> [Records excerpted from a collection]:

******************************

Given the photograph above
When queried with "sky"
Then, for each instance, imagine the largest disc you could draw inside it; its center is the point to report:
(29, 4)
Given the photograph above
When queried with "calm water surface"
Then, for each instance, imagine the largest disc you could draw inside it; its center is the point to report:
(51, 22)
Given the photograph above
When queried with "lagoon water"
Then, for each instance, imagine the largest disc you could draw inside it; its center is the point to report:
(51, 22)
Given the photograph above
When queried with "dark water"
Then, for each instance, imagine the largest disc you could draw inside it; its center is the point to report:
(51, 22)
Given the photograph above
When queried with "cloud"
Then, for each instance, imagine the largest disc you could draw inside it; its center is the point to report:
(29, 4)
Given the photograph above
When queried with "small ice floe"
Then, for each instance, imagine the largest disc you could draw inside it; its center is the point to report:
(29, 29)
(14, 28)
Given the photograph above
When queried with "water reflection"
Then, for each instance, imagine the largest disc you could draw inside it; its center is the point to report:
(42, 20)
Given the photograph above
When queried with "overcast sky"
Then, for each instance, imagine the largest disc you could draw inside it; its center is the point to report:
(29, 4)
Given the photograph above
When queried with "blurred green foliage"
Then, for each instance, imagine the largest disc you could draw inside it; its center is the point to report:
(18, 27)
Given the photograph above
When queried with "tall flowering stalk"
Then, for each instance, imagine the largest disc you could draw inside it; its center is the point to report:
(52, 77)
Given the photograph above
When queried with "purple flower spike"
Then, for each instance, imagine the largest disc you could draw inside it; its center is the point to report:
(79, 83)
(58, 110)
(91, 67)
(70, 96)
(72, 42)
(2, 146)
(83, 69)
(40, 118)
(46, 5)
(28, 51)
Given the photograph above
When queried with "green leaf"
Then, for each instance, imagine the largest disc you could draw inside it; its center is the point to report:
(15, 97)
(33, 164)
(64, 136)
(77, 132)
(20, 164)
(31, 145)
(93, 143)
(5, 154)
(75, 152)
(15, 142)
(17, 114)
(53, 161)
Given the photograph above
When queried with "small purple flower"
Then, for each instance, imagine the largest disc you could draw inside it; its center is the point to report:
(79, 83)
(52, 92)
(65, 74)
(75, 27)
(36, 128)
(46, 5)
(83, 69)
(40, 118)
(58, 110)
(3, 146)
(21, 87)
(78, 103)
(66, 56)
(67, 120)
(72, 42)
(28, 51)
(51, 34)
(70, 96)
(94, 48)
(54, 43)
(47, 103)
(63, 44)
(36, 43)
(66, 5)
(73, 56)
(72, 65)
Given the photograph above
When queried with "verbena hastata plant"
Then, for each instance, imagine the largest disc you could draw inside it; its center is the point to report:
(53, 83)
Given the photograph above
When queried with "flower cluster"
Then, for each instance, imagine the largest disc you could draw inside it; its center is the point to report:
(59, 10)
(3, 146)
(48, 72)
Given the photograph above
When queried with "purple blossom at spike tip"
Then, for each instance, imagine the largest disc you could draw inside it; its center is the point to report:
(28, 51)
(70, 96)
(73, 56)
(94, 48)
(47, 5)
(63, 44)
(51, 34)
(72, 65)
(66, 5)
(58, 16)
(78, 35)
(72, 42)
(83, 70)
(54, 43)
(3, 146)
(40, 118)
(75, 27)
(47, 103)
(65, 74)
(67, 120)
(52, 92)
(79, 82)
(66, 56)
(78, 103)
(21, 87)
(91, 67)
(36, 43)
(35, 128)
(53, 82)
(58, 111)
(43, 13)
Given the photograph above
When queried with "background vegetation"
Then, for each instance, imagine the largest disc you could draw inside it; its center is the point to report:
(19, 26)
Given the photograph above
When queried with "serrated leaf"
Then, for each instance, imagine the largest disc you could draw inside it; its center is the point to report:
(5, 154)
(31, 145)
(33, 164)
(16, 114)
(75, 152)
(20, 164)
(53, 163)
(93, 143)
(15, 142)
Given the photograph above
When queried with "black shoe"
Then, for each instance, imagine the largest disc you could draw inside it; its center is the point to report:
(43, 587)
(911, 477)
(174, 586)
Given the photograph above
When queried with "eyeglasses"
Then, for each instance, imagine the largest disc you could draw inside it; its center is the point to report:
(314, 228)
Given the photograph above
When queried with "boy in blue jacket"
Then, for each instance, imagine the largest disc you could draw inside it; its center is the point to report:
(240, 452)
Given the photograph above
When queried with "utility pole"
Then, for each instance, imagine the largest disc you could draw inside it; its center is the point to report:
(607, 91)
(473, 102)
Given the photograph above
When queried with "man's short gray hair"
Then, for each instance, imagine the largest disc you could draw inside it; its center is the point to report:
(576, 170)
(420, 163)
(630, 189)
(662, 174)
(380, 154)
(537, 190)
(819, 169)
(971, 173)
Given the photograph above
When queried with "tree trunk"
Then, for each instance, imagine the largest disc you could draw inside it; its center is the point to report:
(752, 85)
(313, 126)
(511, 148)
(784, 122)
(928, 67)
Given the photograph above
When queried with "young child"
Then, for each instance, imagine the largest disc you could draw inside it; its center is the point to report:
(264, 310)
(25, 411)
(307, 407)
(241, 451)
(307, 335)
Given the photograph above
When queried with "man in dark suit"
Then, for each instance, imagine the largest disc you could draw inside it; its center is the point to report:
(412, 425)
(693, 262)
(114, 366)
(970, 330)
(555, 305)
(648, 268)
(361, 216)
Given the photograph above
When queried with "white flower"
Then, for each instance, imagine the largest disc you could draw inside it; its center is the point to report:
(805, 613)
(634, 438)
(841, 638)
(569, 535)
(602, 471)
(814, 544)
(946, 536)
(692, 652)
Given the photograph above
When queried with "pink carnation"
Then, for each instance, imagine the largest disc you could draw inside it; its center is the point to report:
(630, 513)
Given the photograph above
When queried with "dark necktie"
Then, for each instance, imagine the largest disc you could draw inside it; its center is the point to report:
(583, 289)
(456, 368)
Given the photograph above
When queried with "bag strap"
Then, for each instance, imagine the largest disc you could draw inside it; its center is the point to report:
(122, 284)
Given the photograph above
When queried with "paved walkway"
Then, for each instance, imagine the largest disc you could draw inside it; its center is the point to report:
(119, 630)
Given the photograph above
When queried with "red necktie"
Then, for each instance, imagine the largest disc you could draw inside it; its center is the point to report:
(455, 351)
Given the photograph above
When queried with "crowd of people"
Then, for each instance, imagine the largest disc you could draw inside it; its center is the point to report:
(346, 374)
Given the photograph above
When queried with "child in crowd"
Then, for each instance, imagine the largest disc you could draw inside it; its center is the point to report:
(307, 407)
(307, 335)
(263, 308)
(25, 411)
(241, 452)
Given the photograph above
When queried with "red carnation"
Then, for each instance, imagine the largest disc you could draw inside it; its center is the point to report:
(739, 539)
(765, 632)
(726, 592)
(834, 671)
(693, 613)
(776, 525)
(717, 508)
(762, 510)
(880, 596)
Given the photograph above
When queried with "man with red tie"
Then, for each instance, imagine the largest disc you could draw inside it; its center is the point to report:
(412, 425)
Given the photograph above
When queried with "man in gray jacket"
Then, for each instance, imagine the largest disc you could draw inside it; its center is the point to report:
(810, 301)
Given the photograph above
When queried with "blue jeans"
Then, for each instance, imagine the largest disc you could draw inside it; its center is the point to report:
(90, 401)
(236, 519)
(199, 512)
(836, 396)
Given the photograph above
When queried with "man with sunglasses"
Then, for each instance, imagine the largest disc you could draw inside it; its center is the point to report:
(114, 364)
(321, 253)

******************************

> [EXERCISE AIM]:
Without changing a word, print all of the entries above.

> [SOLUTION TO THE PROBLEM]:
Given the photograph above
When queried with "sky"
Then, for each instance, imagine the largest disc you could draw inside it; its center is the point to report:
(29, 4)
Given the photograph above
When queried with "calm water surface"
Then, for each instance, imagine the largest disc you could draw inside it; its center is the point to report:
(51, 22)
Given the photograph above
When queried with "lagoon water"
Then, for each instance, imagine the largest disc you could draw inside it; its center is the point to report:
(51, 22)
Given the photograph above
When queried with "dark water"
Then, for each instance, imagine the largest disc you could draw inside it; its center is the point to report:
(51, 22)
Given the photograph above
When queried with "cloud"
Then, for each instance, imagine the largest disc you could draw inside it; its center is the point to report:
(29, 4)
Given the photograph above
When queried with "small ice floe"
Then, for each instance, imagine the largest disc you could draw inside it; its center is the point to report:
(29, 29)
(14, 28)
Given the photograph above
When queried with "water reflection"
Then, for each instance, imagine the largest disc you could draw inside it; its center is the point to report:
(42, 20)
Given the photograph above
When queried with "overcast sky"
Then, for each instance, imagine the largest disc you could draw inside it; its center is the point to report:
(29, 4)
Given the photograph above
When queried with "blurred green foliage"
Then, for each instance, imagine the largest disc you could draw inside it; its center is the point to report:
(18, 27)
Given the photograph above
When queried with "tall flowering stalk"
Then, for each instance, imagine the largest disc you could draw inside it; its center is the point to report:
(52, 77)
Given the photograph above
When queried with "purple flower spike"
Then, for each instance, imagine the largest disc you could draw inside it; its center is the point to report:
(79, 83)
(58, 110)
(91, 67)
(70, 96)
(72, 42)
(2, 146)
(83, 69)
(40, 118)
(46, 5)
(28, 51)
Given the photograph above
When queried with "green leaf"
Then, for each instance, imagine the largest disc you could draw inside it; its center is the point to report:
(15, 97)
(33, 164)
(64, 136)
(77, 132)
(20, 164)
(31, 145)
(93, 143)
(5, 154)
(75, 152)
(15, 142)
(17, 114)
(53, 161)
Given the photograph above
When queried with "small purple flower"
Then, for each instance, imagine the largest disc you could draw inside it; its center is the point to report:
(79, 83)
(52, 92)
(65, 74)
(75, 27)
(36, 128)
(46, 5)
(83, 69)
(40, 118)
(58, 110)
(3, 146)
(21, 87)
(78, 103)
(66, 56)
(67, 120)
(72, 42)
(28, 51)
(51, 34)
(70, 96)
(94, 48)
(54, 43)
(47, 103)
(63, 44)
(36, 43)
(66, 5)
(73, 56)
(72, 65)
Given the photograph above
When queried with "verbena hastata plant"
Then, for each instance, imagine the largest disc you could draw inside it; its center is the point to report:
(53, 83)
Given the photograph above
When queried with "flower cluster"
Then, for each instance, imagine the largest disc you could draw inside it; its center is the point to report:
(59, 10)
(3, 146)
(48, 72)
Given the photograph above
When queried with "purple blossom at spike tip"
Then, for each instance, imagine the largest disc you could draw inside it; its center is the point to report:
(28, 51)
(70, 96)
(73, 56)
(94, 48)
(47, 5)
(63, 44)
(51, 34)
(72, 65)
(66, 5)
(58, 16)
(78, 35)
(72, 42)
(83, 70)
(54, 43)
(3, 146)
(40, 118)
(75, 27)
(47, 103)
(65, 74)
(67, 120)
(52, 92)
(79, 82)
(66, 56)
(78, 103)
(21, 87)
(91, 67)
(36, 43)
(35, 128)
(53, 82)
(58, 111)
(43, 13)
Given the photograph above
When queried with "background vegetation"
Then, for each instance, imagine the largest disc you could draw inside it; its center is the point to report:
(19, 26)
Given the photograph above
When queried with "serrated leaf"
Then, for each instance, imagine the largest disc you could draw inside it; its center is the point to report:
(5, 154)
(31, 145)
(33, 164)
(16, 114)
(75, 152)
(20, 164)
(53, 163)
(93, 143)
(15, 142)
Given the photograph above
When queried with "black shoe"
Then, for each instance, imagine the largest disc you could draw inside it; its center is the point to report:
(43, 587)
(911, 477)
(174, 586)
Given the photograph above
When queried with "eyeglasses"
Then, for each instance, imagine the largest disc you could draw inside it; its center is the point to report:
(314, 228)
Given the photograph above
When queried with "boy in blue jacket"
Then, for each instance, imagine the largest disc you could draw inside it; its center is the point to report:
(240, 452)
Given the photograph above
When queried with "utility pole"
Then, for each instance, imagine the largest disc you could draw inside it; its center is the point to report:
(607, 91)
(473, 102)
Given the photograph above
When queried with "man's short gray hair"
Then, for each instance, imagine the largest disc you could draw inside it; its center is the point to report:
(576, 170)
(420, 163)
(630, 189)
(662, 174)
(380, 154)
(537, 190)
(819, 169)
(971, 173)
Given the photograph above
When queried with "tree trunk"
Then, for each instance, imagine the largest disc you could draw inside it; its center is the point to report:
(752, 85)
(313, 126)
(511, 148)
(784, 122)
(928, 67)
Given the photograph above
When queried with "young child"
Then, for each instance, imagine the largest disc you could draw inside it; its center is the point to report:
(264, 310)
(25, 411)
(307, 407)
(241, 451)
(307, 335)
Given the photograph above
When queried with "man in dark suit"
Then, for each instance, imagine the largest disc you could draw inside it; its center is the point to report:
(412, 425)
(693, 262)
(114, 366)
(970, 330)
(555, 305)
(648, 268)
(361, 216)
Given the photograph above
When queried with "white flower"
Then, for each instance, imagine the largest disc you could draw inside it; its center is the point to report:
(805, 613)
(634, 438)
(841, 638)
(569, 535)
(602, 471)
(814, 544)
(946, 536)
(692, 652)
Given the photograph above
When queried with "pink carnation"
Then, for each instance, imagine the largest disc you could draw inside it; its center is the point to report:
(630, 513)
Given the photograph above
When queried with "dark necktie"
Then, for each instance, imagine the largest disc you could draw inside it; its center is the point to report:
(583, 289)
(456, 368)
Given the photograph above
When queried with "bag strap"
Then, for each instance, imagine the largest disc you could draw inside it; its center is the point to report:
(122, 284)
Given the photograph above
When queried with "paved walkway"
Then, for each instance, imagine the largest disc you could draw inside it; its center is the point to report:
(119, 630)
Given the photograph above
When queried with "red necktie"
Then, for each instance, imagine the largest disc you could draw inside it; its center is the point to report:
(455, 351)
Given the photograph above
When queried with "crowd of people"
Then, for each instance, imagine the largest disc you could draw inside it; its center is the point to report:
(346, 374)
Given the photograph above
When queried with "child in crowd"
Then, for each instance, imagine the largest disc you could draw inside it; its center is the point to report:
(307, 407)
(307, 335)
(263, 308)
(25, 411)
(241, 452)
Given the photograph above
When queried with "red carnation"
Then, for each instance, imagine the largest disc you could draw inside it; its center is the point to report:
(739, 539)
(765, 632)
(726, 592)
(834, 671)
(693, 613)
(776, 525)
(717, 508)
(762, 510)
(880, 596)
Given the photograph above
When queried with "man with red tie"
Then, for each instance, imagine the largest disc you could draw inside it; its center is the point to report:
(412, 425)
Given the photograph above
When queried with "man in gray jacket"
Then, for each instance, imagine the largest disc you could draw inside it; its center is the point to report:
(810, 301)
Given the photograph above
When queried with "blue jeans"
Then, for each instance, imagine the largest disc you could draw inside it; its center is the point to report:
(90, 401)
(236, 519)
(199, 512)
(836, 396)
Given the photograph above
When queried with "man with sunglasses"
Then, for each instance, imagine the largest disc you could draw inside it; its center is the point to report:
(114, 364)
(321, 253)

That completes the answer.